## Start STORED DATA

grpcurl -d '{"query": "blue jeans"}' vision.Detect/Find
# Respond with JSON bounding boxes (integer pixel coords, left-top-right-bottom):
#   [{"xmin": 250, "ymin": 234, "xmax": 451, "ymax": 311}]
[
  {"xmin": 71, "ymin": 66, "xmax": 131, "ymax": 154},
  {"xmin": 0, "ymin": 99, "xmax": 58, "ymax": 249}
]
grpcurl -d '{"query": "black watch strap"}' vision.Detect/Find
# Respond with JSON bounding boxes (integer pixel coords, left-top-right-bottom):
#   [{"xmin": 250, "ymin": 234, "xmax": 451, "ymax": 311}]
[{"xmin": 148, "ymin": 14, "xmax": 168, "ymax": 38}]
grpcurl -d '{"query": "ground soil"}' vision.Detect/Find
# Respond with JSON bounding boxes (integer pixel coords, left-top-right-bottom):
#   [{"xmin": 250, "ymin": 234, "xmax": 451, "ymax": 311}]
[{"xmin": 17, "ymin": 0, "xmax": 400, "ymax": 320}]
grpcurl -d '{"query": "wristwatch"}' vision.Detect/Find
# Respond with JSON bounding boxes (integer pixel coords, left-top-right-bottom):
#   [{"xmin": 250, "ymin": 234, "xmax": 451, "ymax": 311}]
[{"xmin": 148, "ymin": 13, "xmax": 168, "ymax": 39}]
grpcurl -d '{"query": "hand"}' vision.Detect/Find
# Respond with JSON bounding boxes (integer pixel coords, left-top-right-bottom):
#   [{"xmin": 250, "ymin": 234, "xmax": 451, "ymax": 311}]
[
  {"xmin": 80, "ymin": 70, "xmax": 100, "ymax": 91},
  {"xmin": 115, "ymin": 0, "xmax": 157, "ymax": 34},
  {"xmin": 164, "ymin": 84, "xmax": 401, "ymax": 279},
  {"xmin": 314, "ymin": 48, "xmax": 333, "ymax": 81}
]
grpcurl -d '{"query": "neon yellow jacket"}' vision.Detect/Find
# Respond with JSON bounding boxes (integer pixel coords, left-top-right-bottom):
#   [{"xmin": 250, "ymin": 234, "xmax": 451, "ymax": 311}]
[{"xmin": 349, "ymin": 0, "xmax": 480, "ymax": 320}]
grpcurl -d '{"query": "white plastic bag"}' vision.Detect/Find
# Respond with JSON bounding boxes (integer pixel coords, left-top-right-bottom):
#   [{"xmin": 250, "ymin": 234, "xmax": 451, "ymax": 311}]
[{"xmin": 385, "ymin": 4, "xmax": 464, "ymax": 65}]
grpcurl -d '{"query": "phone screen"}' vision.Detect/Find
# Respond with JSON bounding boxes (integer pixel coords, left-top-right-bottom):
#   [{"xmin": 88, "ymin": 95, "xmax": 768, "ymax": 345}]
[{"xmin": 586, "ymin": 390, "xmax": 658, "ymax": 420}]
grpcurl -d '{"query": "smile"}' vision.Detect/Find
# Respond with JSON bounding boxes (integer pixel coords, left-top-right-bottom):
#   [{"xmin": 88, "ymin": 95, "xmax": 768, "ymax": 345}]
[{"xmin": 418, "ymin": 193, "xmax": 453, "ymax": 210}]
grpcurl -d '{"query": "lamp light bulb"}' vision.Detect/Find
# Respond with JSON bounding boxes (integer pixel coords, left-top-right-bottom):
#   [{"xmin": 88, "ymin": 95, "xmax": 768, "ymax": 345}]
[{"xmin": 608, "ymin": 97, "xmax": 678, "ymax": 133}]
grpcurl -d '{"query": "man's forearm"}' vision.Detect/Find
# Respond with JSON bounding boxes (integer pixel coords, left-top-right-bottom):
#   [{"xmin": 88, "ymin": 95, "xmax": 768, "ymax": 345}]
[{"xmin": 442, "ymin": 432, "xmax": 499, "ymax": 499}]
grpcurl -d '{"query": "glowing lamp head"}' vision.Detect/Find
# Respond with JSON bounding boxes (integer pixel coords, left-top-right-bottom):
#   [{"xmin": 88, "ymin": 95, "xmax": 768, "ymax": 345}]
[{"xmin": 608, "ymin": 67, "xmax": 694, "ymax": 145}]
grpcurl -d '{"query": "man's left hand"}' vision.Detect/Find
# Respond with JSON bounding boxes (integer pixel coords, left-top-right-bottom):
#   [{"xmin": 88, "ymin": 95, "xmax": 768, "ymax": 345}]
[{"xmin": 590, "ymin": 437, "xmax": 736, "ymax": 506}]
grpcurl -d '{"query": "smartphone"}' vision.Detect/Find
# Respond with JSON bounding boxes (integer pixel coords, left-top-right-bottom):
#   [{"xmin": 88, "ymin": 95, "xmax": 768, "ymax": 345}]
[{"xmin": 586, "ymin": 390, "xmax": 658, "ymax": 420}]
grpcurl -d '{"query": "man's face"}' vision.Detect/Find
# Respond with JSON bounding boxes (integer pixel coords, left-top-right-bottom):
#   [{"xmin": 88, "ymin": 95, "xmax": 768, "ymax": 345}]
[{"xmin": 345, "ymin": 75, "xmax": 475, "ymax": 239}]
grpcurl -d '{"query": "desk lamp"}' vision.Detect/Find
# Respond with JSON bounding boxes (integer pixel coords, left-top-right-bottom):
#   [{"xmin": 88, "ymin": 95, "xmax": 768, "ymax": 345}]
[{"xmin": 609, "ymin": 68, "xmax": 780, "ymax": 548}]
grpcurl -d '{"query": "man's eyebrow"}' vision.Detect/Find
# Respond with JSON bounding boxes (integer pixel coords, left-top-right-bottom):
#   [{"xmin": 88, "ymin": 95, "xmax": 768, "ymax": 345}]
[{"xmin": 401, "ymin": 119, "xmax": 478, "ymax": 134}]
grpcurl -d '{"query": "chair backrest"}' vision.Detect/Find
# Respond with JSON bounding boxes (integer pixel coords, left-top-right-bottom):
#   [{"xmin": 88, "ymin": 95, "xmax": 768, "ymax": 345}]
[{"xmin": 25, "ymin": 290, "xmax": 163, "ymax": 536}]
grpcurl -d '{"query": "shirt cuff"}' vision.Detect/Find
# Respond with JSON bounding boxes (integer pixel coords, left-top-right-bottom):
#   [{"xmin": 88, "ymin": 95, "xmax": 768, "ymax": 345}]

## End STORED DATA

*GIVEN REQUEST*
Find every line in the entries above that contains the string "hand", matching case exactly, and copy each of those lines out in full.

*FINAL ANSWER*
grpcurl -d '{"query": "hand"}' vision.Detect/Find
grpcurl -d '{"query": "man's left hand"}' vision.Detect/Find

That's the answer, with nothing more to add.